• **ASSIGNMENT 1**
According to the movie review, who wrote the film's script?
• **ASSIGNMENT 2**
Rewrite the movie review from "And this film" to "enjoys the fame.", substituting "tender" for "sweet".
• **ASSIGNMENT 3**
Carry the movie review on past its last sentence.

• **TEXT BLOCK**
******
I feel a teensy bit bad for that family or that innocent seeker of escapism who dials up this movie one night on Netflix and then gets assaulted with gags about erotic asphyxiation, the vilest sort of porn and crushing life failure. You know it’s happened. The poster makes this look like a typical hack comedy crowd-pleaser, right down to the cliche red font.
And this film DOES have a sweet and redemptive side, but you need to pass through the R-rated freak show to get there. The strong script (by Bobcat Goldthwait, who also directed) helps you along. It’s a clever take on the old comedy scenario in which someone lives a lie for personal gain. The story is a sideways-and-flipped-over (if you squint) variation on Nothing Sacred from 1937, in which Carole Lombard lies about having a rare terminal disease because she enjoys the fame.
******
Image-grounded pointing data
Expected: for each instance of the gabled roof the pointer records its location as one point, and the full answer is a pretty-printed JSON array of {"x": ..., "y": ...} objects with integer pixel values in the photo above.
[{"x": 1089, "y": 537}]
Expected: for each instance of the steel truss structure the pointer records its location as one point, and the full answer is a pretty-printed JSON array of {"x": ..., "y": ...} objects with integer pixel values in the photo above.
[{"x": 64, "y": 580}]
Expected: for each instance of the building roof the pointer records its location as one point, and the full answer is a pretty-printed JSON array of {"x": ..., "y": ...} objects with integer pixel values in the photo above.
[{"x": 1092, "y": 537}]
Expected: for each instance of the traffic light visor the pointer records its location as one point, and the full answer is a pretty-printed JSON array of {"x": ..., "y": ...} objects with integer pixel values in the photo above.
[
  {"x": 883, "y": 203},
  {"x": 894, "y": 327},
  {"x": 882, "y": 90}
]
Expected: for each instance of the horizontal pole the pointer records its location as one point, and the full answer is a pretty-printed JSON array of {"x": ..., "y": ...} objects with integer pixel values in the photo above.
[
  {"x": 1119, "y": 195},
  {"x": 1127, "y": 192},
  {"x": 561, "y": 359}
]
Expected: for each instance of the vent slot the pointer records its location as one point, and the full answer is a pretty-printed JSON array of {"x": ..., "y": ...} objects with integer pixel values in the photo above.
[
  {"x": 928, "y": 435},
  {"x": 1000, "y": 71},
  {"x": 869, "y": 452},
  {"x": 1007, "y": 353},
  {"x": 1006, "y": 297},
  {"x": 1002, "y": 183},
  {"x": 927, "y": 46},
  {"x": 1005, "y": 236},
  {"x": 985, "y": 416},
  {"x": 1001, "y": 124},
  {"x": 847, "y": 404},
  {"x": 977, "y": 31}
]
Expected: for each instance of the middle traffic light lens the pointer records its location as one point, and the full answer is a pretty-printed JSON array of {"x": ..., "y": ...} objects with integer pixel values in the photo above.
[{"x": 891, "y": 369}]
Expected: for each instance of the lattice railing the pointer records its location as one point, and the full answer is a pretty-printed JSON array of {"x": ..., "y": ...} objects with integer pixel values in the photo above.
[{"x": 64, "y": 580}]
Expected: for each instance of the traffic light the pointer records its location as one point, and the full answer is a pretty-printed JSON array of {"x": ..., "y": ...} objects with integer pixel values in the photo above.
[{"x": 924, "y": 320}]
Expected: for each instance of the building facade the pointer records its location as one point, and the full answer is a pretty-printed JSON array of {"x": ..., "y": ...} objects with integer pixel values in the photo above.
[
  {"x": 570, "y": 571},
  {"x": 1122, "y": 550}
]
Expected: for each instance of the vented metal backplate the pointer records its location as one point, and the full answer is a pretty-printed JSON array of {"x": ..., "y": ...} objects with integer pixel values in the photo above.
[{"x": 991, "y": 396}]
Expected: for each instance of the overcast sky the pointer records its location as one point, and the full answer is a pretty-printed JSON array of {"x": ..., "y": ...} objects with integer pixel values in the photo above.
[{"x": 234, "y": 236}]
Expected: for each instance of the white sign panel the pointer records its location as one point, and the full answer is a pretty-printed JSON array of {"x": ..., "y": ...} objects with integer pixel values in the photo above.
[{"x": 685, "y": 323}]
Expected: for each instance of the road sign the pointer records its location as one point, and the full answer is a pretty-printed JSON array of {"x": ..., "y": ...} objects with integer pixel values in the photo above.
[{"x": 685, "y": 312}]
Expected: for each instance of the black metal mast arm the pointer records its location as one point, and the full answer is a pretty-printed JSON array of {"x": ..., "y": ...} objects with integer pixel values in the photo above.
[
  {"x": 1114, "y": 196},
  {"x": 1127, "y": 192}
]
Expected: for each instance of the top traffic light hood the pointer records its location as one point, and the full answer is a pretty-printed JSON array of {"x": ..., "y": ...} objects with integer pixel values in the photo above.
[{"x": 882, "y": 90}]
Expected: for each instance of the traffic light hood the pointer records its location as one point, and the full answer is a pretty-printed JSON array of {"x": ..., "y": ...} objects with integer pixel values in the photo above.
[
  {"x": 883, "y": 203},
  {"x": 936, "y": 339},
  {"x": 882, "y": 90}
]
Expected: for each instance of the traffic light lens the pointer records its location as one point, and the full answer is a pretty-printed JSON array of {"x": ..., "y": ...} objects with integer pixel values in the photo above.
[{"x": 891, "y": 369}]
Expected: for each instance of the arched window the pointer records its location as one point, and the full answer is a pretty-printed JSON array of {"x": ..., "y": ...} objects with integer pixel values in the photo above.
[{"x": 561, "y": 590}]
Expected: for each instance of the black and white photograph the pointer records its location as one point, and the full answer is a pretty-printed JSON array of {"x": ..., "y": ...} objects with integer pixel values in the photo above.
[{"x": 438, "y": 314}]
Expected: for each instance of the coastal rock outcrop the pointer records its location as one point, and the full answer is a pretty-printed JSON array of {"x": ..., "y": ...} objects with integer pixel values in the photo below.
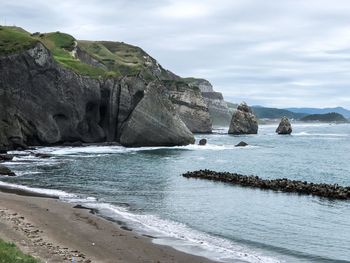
[
  {"x": 202, "y": 142},
  {"x": 43, "y": 103},
  {"x": 190, "y": 105},
  {"x": 6, "y": 171},
  {"x": 284, "y": 127},
  {"x": 218, "y": 109},
  {"x": 153, "y": 122},
  {"x": 6, "y": 157},
  {"x": 243, "y": 121},
  {"x": 332, "y": 191},
  {"x": 241, "y": 144}
]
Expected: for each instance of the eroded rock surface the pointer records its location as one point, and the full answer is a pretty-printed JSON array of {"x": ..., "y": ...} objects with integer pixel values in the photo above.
[
  {"x": 42, "y": 103},
  {"x": 284, "y": 127},
  {"x": 243, "y": 121}
]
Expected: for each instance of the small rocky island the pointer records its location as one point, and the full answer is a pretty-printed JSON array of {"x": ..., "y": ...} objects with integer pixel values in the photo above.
[
  {"x": 284, "y": 127},
  {"x": 282, "y": 185},
  {"x": 327, "y": 117},
  {"x": 243, "y": 121}
]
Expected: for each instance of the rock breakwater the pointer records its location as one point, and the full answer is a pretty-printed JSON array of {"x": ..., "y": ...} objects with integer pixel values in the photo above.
[{"x": 332, "y": 191}]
******
• **YOUR RESPONSE 1**
Bobcat Goldthwait, who also directed it.

• **YOUR RESPONSE 2**
And this film DOES have a tender and redemptive side, but you need to pass through the R-rated freak show to get there. The strong script (by Bobcat Goldthwait, who also directed) helps you along. It’s a clever take on the old comedy scenario in which someone lives a lie for personal gain. The story is a sideways-and-flipped-over (if you squint) variation on Nothing Sacred from 1937, in which Carole Lombard lies about having a rare terminal disease because she enjoys the fame.

• **YOUR RESPONSE 3**
Here, sad sack unpublished writer Robin Williams (in a fine, restrained, wounded performance) finds his Creep of the Year teenage son dead from masturbating to upskirt pics while choking himself. To preserve his and his son’s dignity, Williams re-stages the scene as an intentional suicide, complete with a fabricated note that lays out the son’s deep, touching and totally fake melancholy. Things get hairy when the note gets out to the press and it moves people. The son, despite being a selfish, mongoloid, near-sociopath whom no one liked, becomes an icon. From there, needy Williams gets the bright idea to write a “diary”, attributed to his dead son, and it becomes a sensation.
This is a movie about a lot of things. It’s about how even the worst of us can look better in death. It’s about how the deaths of others often turns people into cheap philosophers. It’s about how loneliness isn’t the worst thing in the world. It’s about the lure of tragedy. And it’s about how if you need to suffocate yourself to reach orgasm, you need to be careful. Or, even better, cut that out. Weirdo.